> [TASK SET]
a) Answer these questions from the piece on empathetic leadership, one line each:
(i) What date does the piece give for its update?
(ii) In the early days of the pandemic, whom did citizens of every country turn towards?
(iii) When it comes to empathy, what kind of approach does the piece call fundamental to creating an environment built on trust?
b) Retype the piece on empathetic leadership from "Updated: Feb 3" up to and including "workshops be enough?".
c) Continue the piece on empathetic leadership from where it stops.

━━━━━ EXCERPT TO READ

Updated: Feb 3
Empathy, compassion, approachability and transparency are more than just this year’s workplace buzzwords! The onslaught of the pandemic has more or less levelled the playing field for organizations across the globe. Be it through budget cuts, forced redundancies and other cost-saving measures, companies have scrambled hard and fast to keep their heads above water. And at a time like this, the one virtue that stands out is empathy. But when most managers and leaders are scared of coming across as “weak” when displaying empathy, what can do done? Will simple training workshops be enough?
A combination of long working hours, Zoom fatigue, juggling household responsibilities and taking care of one’s own well-being has taken a severe toll on the way that people are currently functioning. In the early days of the pandemic, citizens of every country had turned towards their leaders for a sense of security and support. The very same principle applied to workplaces. Employees found themselves waiting in anticipation for fresh communication from their leaders and managers, updates on where the business was headed and what the future held for each one of them.
This is where empathetic leadership steps in to take the reins and adapt to the ever-changing economic landscape. In many ways, the pandemic opened doors (albeit virtually) for employers and employees to start having honest conversations about how they’re coping, what’s working well and what needs to change.
While the well-being conversation at Indian workplaces might be a few years (if not months) old, let’s get something straight –
Leaders Cannot Cultivate Empathy Overnight
Workplace culture is a huge indicator of how well adjusted, engaged and happy your employees are. If managers and leaders were never empathetic and accommodating to begin with, there is no secret formula that will help change their behaviour within a short span of time. When it comes to empathy, a top-down approach is fundamental to creating an environment that is built on trust. A compassionate leader is tuned to pay close attention to what their people need, sometimes even before they can vocalize their thoughts. Empathetic leadership calls for bravery in the truest sense of the term. It takes courage to abandon old ways of thinking and lead without having the faintest idea of what lies ahead.

━━━━━━━━━━
━━━━━ DATASET ENTRIES

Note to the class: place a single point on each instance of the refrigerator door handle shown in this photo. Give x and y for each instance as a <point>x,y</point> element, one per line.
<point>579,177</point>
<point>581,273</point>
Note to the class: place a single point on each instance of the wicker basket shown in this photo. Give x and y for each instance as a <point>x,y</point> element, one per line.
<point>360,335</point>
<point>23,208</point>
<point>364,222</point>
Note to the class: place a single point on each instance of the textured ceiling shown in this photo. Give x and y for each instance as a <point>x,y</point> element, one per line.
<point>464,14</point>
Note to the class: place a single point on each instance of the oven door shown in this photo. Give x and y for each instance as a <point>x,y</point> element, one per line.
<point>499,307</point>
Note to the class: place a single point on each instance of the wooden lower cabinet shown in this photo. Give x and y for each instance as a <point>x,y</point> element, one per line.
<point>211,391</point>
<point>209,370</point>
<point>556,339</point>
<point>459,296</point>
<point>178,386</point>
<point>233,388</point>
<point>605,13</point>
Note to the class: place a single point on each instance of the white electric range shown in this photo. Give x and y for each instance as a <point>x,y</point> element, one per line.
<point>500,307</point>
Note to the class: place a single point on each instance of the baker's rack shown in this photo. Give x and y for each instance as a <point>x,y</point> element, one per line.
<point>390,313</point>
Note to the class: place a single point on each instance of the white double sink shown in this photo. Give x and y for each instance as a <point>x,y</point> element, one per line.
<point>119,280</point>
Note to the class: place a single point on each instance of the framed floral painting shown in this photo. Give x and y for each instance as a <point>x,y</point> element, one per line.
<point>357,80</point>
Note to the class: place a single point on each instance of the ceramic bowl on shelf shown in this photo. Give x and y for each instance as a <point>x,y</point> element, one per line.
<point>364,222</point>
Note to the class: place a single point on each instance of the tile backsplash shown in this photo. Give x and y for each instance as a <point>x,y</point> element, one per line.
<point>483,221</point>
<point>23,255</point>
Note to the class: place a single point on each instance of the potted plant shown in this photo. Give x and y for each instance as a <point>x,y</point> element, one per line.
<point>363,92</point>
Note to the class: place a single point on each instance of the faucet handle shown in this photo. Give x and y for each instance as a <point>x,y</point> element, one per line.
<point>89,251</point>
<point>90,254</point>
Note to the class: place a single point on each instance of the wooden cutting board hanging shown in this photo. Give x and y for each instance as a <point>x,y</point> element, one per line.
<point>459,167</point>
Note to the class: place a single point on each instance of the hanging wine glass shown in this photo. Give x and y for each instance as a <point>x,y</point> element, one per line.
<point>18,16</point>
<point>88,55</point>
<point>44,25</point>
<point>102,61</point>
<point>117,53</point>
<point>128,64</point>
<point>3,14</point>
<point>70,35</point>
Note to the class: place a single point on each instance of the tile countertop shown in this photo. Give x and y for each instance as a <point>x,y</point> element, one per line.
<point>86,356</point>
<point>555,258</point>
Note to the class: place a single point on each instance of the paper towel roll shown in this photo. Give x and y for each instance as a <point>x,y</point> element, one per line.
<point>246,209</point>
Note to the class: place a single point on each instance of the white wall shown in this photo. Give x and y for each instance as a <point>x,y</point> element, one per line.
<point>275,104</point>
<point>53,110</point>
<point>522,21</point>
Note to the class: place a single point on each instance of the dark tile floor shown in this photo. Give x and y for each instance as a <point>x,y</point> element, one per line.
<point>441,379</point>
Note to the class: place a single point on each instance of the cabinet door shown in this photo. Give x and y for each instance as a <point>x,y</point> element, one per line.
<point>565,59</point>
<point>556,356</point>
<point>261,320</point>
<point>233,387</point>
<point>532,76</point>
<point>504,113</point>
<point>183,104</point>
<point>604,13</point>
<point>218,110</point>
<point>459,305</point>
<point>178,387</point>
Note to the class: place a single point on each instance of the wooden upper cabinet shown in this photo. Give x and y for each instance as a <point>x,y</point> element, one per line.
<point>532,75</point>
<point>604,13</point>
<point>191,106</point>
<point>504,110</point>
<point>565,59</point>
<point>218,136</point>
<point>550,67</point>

━━━━━━━━━━

> [SOLVED TASKS]
a)
(i) Feb 3
(ii) Their leaders
(iii) A top-down approach

b)
Updated: Feb 3
Empathy, compassion, approachability and transparency are more than just this year’s workplace buzzwords! The onslaught of the pandemic has more or less levelled the playing field for organizations across the globe. Be it through budget cuts, forced redundancies and other cost-saving measures, companies have scrambled hard and fast to keep their heads above water. And at a time like this, the one virtue that stands out is empathy. But when most managers and leaders are scared of coming across as “weak” when displaying empathy, what can do done? Will simple training workshops be enough?

c)
For example, giving your employees the autonomy to choose if they feel comfortable (or not) to return to office is a step in the right direction. Employees are putting their best foot forward at work every day, despite the fear, anxiety and uncertainty that the pandemic has brought with it. Burnout has a massive impact on everything from well-being and engagement to productivity and even employee retention.
And if you look at the numbers, they tell the same story. The Workforce Institute at UKG (Ultimate Kronos Group) and Workplace Intelligence conducted a survey of 3,900 employees and business leaders across 11 nations. Not surprisingly, they found that burnout and fatigue are EQUALLY concerning for employees working remotely and those in a physical workspace.
What’s Next? Training Workshops
The best that leaders and managers can do is to cultivate empathy, lead with compassion and communicate honestly with their teams about the state of affairs. Training workshops that focus on these aspects can go a long way in helping those in positions of power. Moreover, it helps break the misconception of being empathetic is a sign of weakness!
Arranging frequent training workshops that focus on well-being, physical health and managing stress for example, are great ways to ease the burden, at least a little. Setting clear boundaries and virtual work guidelines through consistent email communication draws attention to the importance of having a work-life balance (yes, despite being stuck at home).
As an organization, be it the CEO or the newest intern, this year has been packed with all sorts of learnings and experiences. Roles at work are evolving. Which is precisely why we need to cultivate empathy for each other, empathy for those infected by the virus and empathy for the innumerable unprecedented situations that organizations find themselves in on a daily basis.